* _AANGELEVERD FRAGMENT_:
▬▬▬▬▬▬

De Dienst technische operationele ondersteuning van het KLPD
ontvangt jaarlijks tientallen aanvragen uit het buitenland. Voor
Scandinavische landen worden peilbakensignalen ontcijferd, en
apparaten worden uitgeleend. Belangrijk in het kader van de
internationale technische uitwisseling is de Working Group
international technical support (WITS). Binnen deze werkgroep
wisselen ongeveer zeven landen kennis op het gebied van technische
opsporing uit.
10.4.3 Grensoverschrijdende gecontroleerde aflevering in
Nederland
Soms vindt de grensoverschrijdende observatie plaats in het
kader van een gecontroleerde aflevering. Ingevolge artikel 73 SUO
hebben de Schengenlanden zich verplicht om de gecontroleerde
aflevering toe te passen als instrument om de drugcriminaliteit aan
te pakken voor zover het nationale recht van de Schengen-staten dit
toelaat. Ook artikel 11, lid 3 van het VN-verdrag (Conventie van
Wenen 1988) tegen de sluikhandel in verdovende middelen en
psychotrope stoffen maakt van deze methode gewag. Artikel 11, derde
lid: Illegale zendingen waarvoor gecontroleerde aflevering is
overeengekomen, kunnen, wanneer de betrokken partijen hiermee
instemmen, worden onderschept en vervolgens worden doorgelaten,
waarbij de verdovende middelen of psychotrope stoffen onaangeroerd
blijven, danwel geheel of gedeeltelijk worden verwijderd of
vervangen.
Cijfers met betrekking tot de gecontroleerde afleveringen zijn
moeilijk te berekenen. Bij de CRI en/of de landelijke officier van
justitie is geen totaaloverzicht voor handen van alle uit het
buitenland afkomstige verzoeken tot gecontroleerde aflevering. Wel
worden sedert april 1995 de inkomende en de bij de LCGO aangemelde
uitgaande verzoeken geregistreerd. Tot 27 oktober 1995 kwamen er 37
nieuwe verzoeken uit het buitenland tot gecontroleerde aflevering
binnen en 5 vervolgverzoeken. Noot Het gaat daarbij –
voor zover bekend – doorgaans om illegale zendingen drugs, waarvan
bekend is dat zij naar Nederland toekomen. Inkomende
grensoverschrijdende gecontroleerde afleveringen dienen plaats te
vinden met melding aan de landelijke officier van justitie. Wat dit
betreft is er geen principieel verschil met de gang van zaken bij
andere vormen van grensoverschrijdende observatie (artikel 73
jo 40 SUO.). Soms blijkt de landelijke officier
overigens feitelijk toch niet te worden ingelicht. Dat is op twee
manieren te verklaren. Ten eerste is het mogelijk dat het
buitenland de gecontroleerde aflevering die Nederland inkomt,
beschouwt als door Nederland te verlenen assistentie,
waarbij het buitenland rechtstreeks met de (lokale)

▬▬▬▬▬▬

* _KORTE OPDRACHT 1_:
Neem uit het fragment over gecontroleerde aflevering woordelijk over van "De Dienst technische" tot en met "opsporing uit.".
* _KORTE OPDRACHT 2_:
Vat de alinea die begint met "Soms vindt de grensoverschrijdende observatie plaats" uit het fragment over gecontroleerde aflevering samen in een korte opsomming met de belangrijkste feiten.
* _KORTE OPDRACHT 3_:
Schrijf het fragment over gecontroleerde aflevering verder vanaf het punt waar de tekst ophoudt.
De lijst die hierna komt, is apart materiaal en hoort niet bij het fragment.

* _DATASETFRAGMENT_:
▬▬▬▬▬▬

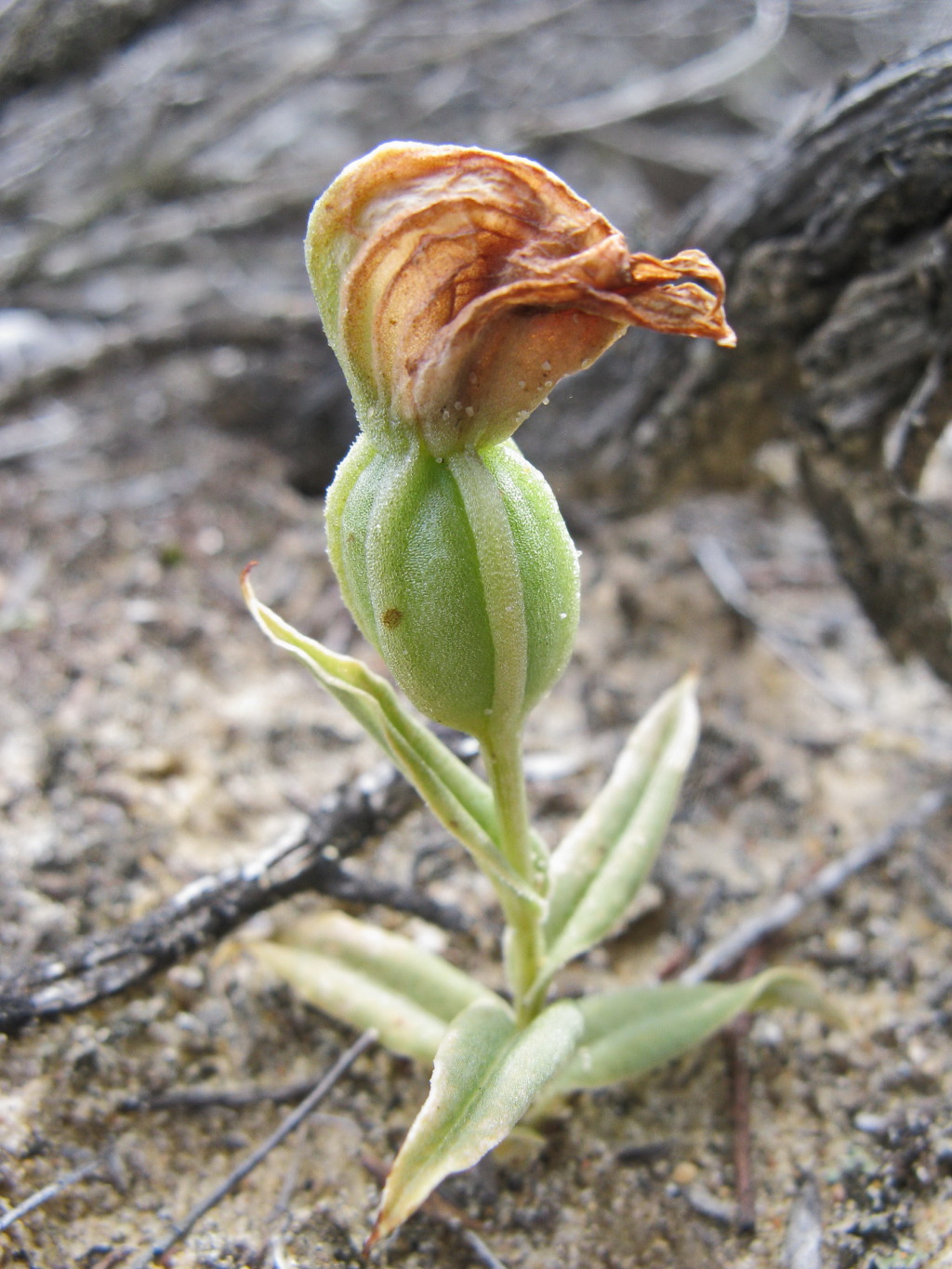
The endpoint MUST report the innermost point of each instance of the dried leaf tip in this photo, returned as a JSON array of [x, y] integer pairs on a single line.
[[457, 285]]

▬▬▬▬▬▬

* _UITVOER 1_:
De Dienst technische operationele ondersteuning van het KLPD
ontvangt jaarlijks tientallen aanvragen uit het buitenland. Voor
Scandinavische landen worden peilbakensignalen ontcijferd, en
apparaten worden uitgeleend. Belangrijk in het kader van de
internationale technische uitwisseling is de Working Group
international technical support (WITS). Binnen deze werkgroep
wisselen ongeveer zeven landen kennis op het gebied van technische
opsporing uit.

* _UITVOER 2_:
- Grensoverschrijdende observatie vindt soms plaats in het kader van een gecontroleerde aflevering.
- Volgens artikel 73 SUO hebben de Schengenlanden zich verplicht om gecontroleerde aflevering toe te passen tegen drugcriminaliteit, voor zover hun nationale recht dit toelaat.
- Ook artikel 11, lid 3 van het VN-verdrag tegen de sluikhandel in verdovende middelen en psychotrope stoffen (Conventie van Wenen 1988) noemt deze methode.
- Volgens dat artikel kunnen illegale zendingen waarvoor gecontroleerde aflevering is overeengekomen, met instemming van de betrokken partijen worden onderschept en doorgelaten.
- Daarbij blijven de verdovende middelen of psychotrope stoffen onaangeroerd, of worden ze geheel of gedeeltelijk verwijderd of vervangen.

* _UITVOER 3_:
rechtshulpofficier van justitie contact opneemt. Ten tweede is het
mogelijk dat het buitenland op verzoek van een Nederlandse (lokale)
zaaksofficier de zaak heeft begeleid en de gecontroleerde
aflevering beschouwt als aan Nederland te verlenen
assistentie; daarbij ligt het initiatief bij de Nederlandse
zaaksofficier of CID-officier. In beide gevallen beschouwt de
lokale officier het inschakelen van de landelijke officier
vermoedelijk eerder als een bureaucratisch vereiste dan als een
zinvolle exercitie.
Een voorbeeld waar de landelijke officier overigens wel in
gekend was: via de CRI kwam informatie binnen dat een partij
verdovende middelen naar Nederland zou komen via een Duitse
frontstore. Het pseudo-koopteam kwam in actie en kreeg
ondersteuning van een observatieteam (OT) en een arrestatieteam
(AT). Doel was de verdovende middelen zo ver mogelijk de
organisatie in te krijgen – het vermoeden bestond dat de partij
voor de Bruinsma-organisatie bestemd was. De partij bleek
opgesplitst te worden in drie zendingen naar drie verschillende
groepen (Amsterdammers, Colombianen en Chinezen/Joegoslaven). De
Duitse frontstore vervoerde dus verdovende middelen.
Indien de landelijke of de lokale officier van justitie
toestemming geeft, verzorgt de ARI de cordinatie met het buitenland
(bijvoorbeeld de toelating van een Belgisch OT met een Nederlandse
OT-rechercheur als opstapper). Daartoe neemt hij contact op met de
buitenlandse liaison (bijvoorbeeld ook in verband met de cordinatie
met douane). Het Schengen observatieteam wordt ingezet als nog niet
bekend is waar de lading naar toe gaat. Dit bepaalt de landelijke
officier van justitie en dat loopt via het LCGO. Als men weet dat
het naar plaats X gaat dat regelt de plaatselijke officier van
justitie aldaar het, al zal dan ook bij voorkeur een Schengen
observatieteam met de zaak worden belast.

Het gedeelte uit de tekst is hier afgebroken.